▶ **TESTO SELEZIONATO**:
+ + + + +

Intervista - Head Hunting: com'è cambiato negli anni

Intervista - Head Hunting: com'è cambiato negli anni




Intervista di Massimiliano Massaro a Mariagrazia Fortieri di Consea Executive Search .


L’ Executive Search si è profondamente modificato nel corso degli ultimi anni. Aggiornamenti legislativi, di mercato e tecnologici, hanno costretto a rivedere alcuni aspetti strategici e operativi di questo servizio. La presente intervista ripercorre i momenti più importanti di questo cambiamento.



Mariagrazia, ci racconti come nasce la tua esperienza professionale?

Ho iniziato a lavorare nella ricerca del personale nel 2003 in Adecco. In quegli anni la somministrazione del lavoro era una vera e propria novità. Successivamente ho fatto esperienza in un gruppo Olandese, per poi giungere a “L’eco della stampa” dove ho collaborato per tre anni. Solo successivamente ho conosciuto il campo dell’Headhunting vero e proprio, attraverso l’attuale società Consea presso la quale ancora oggi collaboro a distanza di oramai 10 anni. Con origini Torinesi, Consea è stata una delle prime aziende Italiane a svolgere questa tipologia di mestiere. Inizialmente era una servizio riservato in modo esclusivo ai dirigenti. Poi negli anni si modificato.


Come si è modificato nel corso di questi 10 anni il servizio dell’head hunting?

In questi di 10 anni sono stati due i profondi cambiamenti. Prima si è visto l’ingresso per mezzo della legge Treu delle società interinali, successivamente sono comparse nel mercato Italiano anche società anglo-americane come Micheal Page e Hays che si rivolgevano all’intermediazione di middle manager.


Per tradizione gli Head Hunter erano degli ex dirigenti aziendali, oppure delle società più strutturate ma straniere come ad esempio Spencer Stuart, Egon Zehnder, Russell Raynolds che avevano il loro brand italiano e che trattavano esclusivamente profili manageriali. Era un mondo molto chiuso, molto piccolo, e di cui si sapeva ben poco. Queste società erano generaliste, trattavano tutti i settori di business, e tutte le funzioni. Con l’ingresso di questi nuovi player, le cose sono profondamente cambiate per gli Head Hunter Italiani.

+ + + + +

▶ **DA FARE**:
a: Rispondi per favore a queste domande sull'intervista sull'head hunting:
(i) In che anno e presso quale azienda Mariagrazia Fortieri ha iniziato a lavorare nella ricerca del personale?
(ii) Per quanti anni ha collaborato con "L'eco della stampa"?
(iii) Quali società anglo-americane vengono nominate come nuove arrivate sul mercato italiano?
b: Continua l'intervista sull'head hunting partendo dall'ultima frase riportata.

(Righe del dataset di puntamento degli oggetti)
+ + + + +

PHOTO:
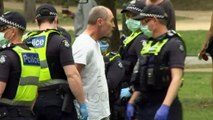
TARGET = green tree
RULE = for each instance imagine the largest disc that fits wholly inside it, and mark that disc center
(29, 10)
(115, 39)
(1, 7)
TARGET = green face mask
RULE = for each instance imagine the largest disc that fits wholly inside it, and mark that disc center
(146, 31)
(133, 25)
(3, 41)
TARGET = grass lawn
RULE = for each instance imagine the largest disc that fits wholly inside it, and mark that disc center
(196, 96)
(193, 40)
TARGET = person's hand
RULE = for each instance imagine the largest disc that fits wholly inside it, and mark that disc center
(125, 92)
(202, 55)
(83, 111)
(162, 113)
(130, 111)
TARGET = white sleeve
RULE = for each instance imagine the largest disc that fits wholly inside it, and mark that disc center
(80, 52)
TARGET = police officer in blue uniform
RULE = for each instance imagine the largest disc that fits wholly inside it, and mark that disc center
(130, 51)
(59, 81)
(158, 73)
(115, 72)
(131, 46)
(19, 70)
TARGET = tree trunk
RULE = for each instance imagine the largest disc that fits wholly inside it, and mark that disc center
(1, 7)
(29, 10)
(115, 39)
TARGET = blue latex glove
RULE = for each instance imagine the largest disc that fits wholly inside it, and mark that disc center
(130, 111)
(125, 93)
(83, 111)
(162, 113)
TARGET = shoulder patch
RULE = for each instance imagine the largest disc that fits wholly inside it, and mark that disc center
(37, 42)
(120, 65)
(66, 43)
(2, 59)
(181, 48)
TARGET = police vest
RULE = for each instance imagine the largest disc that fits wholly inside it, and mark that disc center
(39, 40)
(128, 64)
(28, 85)
(154, 72)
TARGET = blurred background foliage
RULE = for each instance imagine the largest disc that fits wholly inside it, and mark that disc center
(178, 4)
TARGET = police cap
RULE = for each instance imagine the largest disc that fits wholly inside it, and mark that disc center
(14, 19)
(45, 10)
(135, 6)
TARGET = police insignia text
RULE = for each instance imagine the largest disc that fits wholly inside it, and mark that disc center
(37, 42)
(30, 59)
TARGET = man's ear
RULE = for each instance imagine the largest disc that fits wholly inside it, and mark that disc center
(99, 21)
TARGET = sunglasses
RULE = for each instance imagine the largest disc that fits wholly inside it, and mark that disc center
(146, 21)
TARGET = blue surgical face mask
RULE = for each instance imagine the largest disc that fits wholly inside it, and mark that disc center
(104, 46)
(133, 25)
(146, 30)
(3, 40)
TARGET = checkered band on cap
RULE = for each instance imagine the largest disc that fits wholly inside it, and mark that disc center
(151, 15)
(11, 23)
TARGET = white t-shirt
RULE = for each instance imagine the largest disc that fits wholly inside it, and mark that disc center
(87, 51)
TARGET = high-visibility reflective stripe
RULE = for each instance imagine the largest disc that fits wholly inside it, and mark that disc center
(43, 64)
(52, 82)
(32, 80)
(131, 37)
(16, 103)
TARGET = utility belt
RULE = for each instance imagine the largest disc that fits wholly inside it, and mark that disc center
(61, 88)
(128, 66)
(12, 111)
(151, 97)
(154, 77)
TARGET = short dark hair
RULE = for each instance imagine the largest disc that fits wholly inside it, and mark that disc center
(97, 12)
(49, 19)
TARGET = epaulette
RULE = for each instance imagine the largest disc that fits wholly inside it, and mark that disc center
(6, 46)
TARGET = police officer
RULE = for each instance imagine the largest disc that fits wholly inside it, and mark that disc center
(18, 84)
(55, 100)
(130, 48)
(157, 74)
(115, 71)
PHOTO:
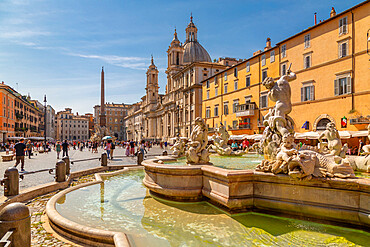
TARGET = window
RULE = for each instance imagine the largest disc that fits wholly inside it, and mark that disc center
(216, 110)
(236, 85)
(307, 39)
(342, 85)
(283, 69)
(263, 101)
(342, 49)
(235, 105)
(307, 61)
(264, 75)
(248, 81)
(226, 108)
(343, 25)
(272, 56)
(208, 112)
(307, 93)
(283, 51)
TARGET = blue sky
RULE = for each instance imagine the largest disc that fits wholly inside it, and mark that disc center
(57, 47)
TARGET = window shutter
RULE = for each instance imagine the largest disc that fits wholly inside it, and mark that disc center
(349, 85)
(336, 87)
(312, 93)
(302, 94)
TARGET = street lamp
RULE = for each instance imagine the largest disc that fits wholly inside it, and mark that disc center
(45, 120)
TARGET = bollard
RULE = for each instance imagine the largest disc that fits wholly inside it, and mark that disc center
(140, 157)
(68, 166)
(16, 217)
(11, 182)
(104, 159)
(60, 171)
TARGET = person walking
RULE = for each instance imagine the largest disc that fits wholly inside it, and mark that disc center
(65, 148)
(29, 149)
(108, 148)
(58, 148)
(19, 150)
(112, 150)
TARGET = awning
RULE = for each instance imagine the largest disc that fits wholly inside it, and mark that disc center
(359, 133)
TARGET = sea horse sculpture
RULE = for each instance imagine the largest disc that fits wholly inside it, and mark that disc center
(197, 152)
(282, 155)
(220, 140)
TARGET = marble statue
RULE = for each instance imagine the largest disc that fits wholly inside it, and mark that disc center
(282, 156)
(220, 140)
(334, 145)
(179, 147)
(366, 148)
(197, 152)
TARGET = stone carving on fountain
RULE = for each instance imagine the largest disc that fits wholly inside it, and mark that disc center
(179, 147)
(281, 153)
(366, 148)
(220, 140)
(197, 152)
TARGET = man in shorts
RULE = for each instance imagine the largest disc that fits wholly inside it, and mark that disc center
(19, 149)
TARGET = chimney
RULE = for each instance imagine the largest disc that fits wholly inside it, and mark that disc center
(332, 12)
(268, 44)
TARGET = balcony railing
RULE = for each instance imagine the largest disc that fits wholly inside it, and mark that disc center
(244, 110)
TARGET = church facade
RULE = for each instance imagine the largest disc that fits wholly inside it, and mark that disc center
(165, 115)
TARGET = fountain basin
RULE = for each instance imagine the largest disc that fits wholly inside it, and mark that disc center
(338, 201)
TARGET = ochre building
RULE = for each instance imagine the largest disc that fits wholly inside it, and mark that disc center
(331, 62)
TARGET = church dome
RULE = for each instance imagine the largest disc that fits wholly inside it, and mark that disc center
(195, 52)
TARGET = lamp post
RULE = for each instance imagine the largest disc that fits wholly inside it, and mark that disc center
(45, 120)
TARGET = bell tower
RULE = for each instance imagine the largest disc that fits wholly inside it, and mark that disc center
(174, 53)
(152, 84)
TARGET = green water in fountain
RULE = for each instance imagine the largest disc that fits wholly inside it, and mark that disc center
(122, 203)
(244, 162)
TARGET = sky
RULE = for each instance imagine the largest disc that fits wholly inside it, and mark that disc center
(57, 47)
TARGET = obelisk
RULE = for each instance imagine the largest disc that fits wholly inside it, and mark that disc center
(103, 119)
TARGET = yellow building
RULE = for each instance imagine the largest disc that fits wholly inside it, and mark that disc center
(235, 96)
(332, 66)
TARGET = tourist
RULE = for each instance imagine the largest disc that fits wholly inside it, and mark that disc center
(65, 148)
(29, 149)
(108, 148)
(19, 150)
(234, 146)
(112, 150)
(245, 144)
(58, 148)
(360, 145)
(132, 147)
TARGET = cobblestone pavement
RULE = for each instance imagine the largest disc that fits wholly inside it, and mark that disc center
(47, 160)
(40, 237)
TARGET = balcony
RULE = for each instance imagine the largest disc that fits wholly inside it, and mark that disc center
(245, 110)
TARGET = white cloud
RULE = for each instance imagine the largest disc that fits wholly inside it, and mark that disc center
(138, 63)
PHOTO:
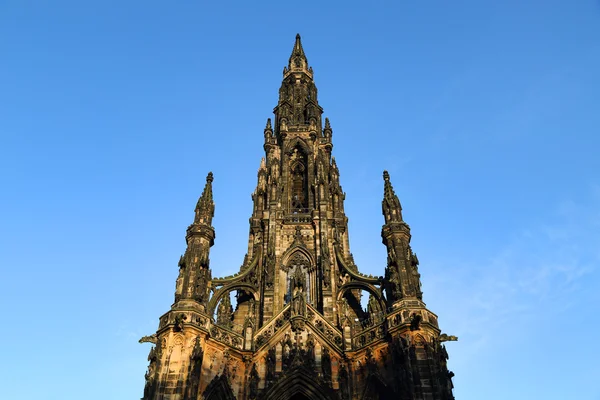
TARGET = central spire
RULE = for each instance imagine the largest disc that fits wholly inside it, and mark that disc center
(298, 61)
(298, 107)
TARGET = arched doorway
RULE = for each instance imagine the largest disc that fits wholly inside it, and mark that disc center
(300, 384)
(299, 396)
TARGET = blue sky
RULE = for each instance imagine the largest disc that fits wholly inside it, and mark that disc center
(485, 113)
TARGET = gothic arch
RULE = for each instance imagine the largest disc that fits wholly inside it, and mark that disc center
(362, 286)
(219, 389)
(297, 142)
(228, 288)
(299, 382)
(298, 248)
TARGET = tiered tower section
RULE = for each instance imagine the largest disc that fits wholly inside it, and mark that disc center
(306, 323)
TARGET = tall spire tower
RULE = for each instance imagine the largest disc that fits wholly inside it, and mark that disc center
(299, 320)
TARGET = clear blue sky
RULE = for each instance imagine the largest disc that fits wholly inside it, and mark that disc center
(485, 113)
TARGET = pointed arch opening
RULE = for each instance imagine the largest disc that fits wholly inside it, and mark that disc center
(300, 384)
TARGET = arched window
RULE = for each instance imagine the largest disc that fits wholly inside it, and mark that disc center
(298, 276)
(298, 182)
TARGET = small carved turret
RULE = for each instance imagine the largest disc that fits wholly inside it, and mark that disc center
(205, 208)
(327, 131)
(392, 210)
(298, 61)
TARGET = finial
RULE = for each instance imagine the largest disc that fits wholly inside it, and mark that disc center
(205, 208)
(298, 58)
(392, 210)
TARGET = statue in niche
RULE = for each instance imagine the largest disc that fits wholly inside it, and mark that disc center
(254, 380)
(224, 312)
(270, 361)
(297, 285)
(179, 318)
(372, 308)
(326, 365)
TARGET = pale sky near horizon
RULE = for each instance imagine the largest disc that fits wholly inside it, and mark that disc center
(485, 113)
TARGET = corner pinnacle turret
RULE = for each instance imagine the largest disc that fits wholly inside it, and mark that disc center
(205, 208)
(298, 60)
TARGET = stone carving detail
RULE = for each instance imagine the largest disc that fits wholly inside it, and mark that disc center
(178, 323)
(415, 321)
(225, 312)
(270, 361)
(253, 383)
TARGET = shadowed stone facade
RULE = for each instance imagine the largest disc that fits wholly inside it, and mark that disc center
(306, 322)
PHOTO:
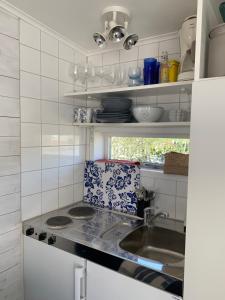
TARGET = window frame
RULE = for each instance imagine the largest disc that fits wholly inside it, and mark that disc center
(153, 167)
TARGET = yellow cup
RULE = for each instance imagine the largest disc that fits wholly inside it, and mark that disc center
(173, 70)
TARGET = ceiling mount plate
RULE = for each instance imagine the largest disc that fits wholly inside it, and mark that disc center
(122, 14)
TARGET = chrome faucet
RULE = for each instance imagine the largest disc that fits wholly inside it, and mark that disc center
(150, 217)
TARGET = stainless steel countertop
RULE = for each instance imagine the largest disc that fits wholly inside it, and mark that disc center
(104, 232)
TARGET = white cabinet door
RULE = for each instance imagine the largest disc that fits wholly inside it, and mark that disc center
(48, 272)
(104, 284)
(205, 242)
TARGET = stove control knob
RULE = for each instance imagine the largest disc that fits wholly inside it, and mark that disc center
(52, 240)
(42, 236)
(30, 231)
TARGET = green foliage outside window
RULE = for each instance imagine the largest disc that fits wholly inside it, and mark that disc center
(150, 150)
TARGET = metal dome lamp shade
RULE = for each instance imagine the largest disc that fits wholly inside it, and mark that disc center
(130, 41)
(116, 23)
(99, 39)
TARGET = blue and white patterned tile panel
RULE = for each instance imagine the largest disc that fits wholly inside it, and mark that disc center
(112, 185)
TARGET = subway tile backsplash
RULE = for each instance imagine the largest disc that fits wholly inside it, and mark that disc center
(10, 215)
(48, 138)
(10, 202)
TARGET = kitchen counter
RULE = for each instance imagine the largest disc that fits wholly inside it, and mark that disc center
(97, 240)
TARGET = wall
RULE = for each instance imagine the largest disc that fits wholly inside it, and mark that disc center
(171, 192)
(10, 220)
(52, 149)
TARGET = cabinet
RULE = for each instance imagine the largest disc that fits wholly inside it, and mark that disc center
(205, 243)
(104, 284)
(50, 273)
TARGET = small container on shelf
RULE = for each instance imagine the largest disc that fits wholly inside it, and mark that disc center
(164, 68)
(151, 71)
(176, 163)
(173, 70)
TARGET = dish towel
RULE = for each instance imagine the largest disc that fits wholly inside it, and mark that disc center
(112, 184)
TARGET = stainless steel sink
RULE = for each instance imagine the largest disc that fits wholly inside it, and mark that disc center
(156, 243)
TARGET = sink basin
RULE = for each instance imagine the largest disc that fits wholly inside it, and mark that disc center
(156, 243)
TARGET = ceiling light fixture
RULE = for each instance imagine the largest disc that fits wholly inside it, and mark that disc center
(116, 23)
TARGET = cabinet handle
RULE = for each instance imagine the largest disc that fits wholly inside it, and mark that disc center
(79, 280)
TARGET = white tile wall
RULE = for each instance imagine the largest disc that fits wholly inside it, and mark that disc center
(49, 44)
(10, 218)
(48, 137)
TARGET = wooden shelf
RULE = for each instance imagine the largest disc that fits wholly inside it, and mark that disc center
(144, 90)
(162, 129)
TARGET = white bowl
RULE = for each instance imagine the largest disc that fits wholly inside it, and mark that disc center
(147, 113)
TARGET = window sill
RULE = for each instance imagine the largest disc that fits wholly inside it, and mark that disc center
(160, 174)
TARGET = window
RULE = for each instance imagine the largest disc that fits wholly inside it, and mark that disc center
(149, 151)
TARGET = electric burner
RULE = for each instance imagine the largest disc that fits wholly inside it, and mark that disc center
(58, 222)
(81, 212)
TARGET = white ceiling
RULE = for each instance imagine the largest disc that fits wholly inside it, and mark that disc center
(79, 19)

+ + + + +

▶ **RISPOSTE AI COMPITI**:
a:
(i) Nel 2003, presso Adecco.
(ii) Per tre anni.
(iii) Micheal Page e Hays.

b:
Queste grosse società avevano dietro di sé la forza economica, commerciale e finanziaria di andare sul mercato in modo incisivo. Mi riferisco in termini di presenza, tempistiche nonché a compensi più bassi. Tutto ciò era possibile grazie al numero di risorse interne che queste società si potevano permettere, tali per cui gli “studioli” di Head Hunting anche con lunga esperienza, non hanno retto a questo forte impatto. E’ accaduto quindi, che noi che eravamo i “professionisti identificati” per profili di alto livello, abbiamo dovuto confrontarci con grandi aziende che offrivano proposte molto competitive. Inoltre la disponibilità finanziaria di queste società le permetteva di disporre di banche dati molto strutturate, anche mondiali, e sistemi di comunicazione interna sul territorio molto efficaci.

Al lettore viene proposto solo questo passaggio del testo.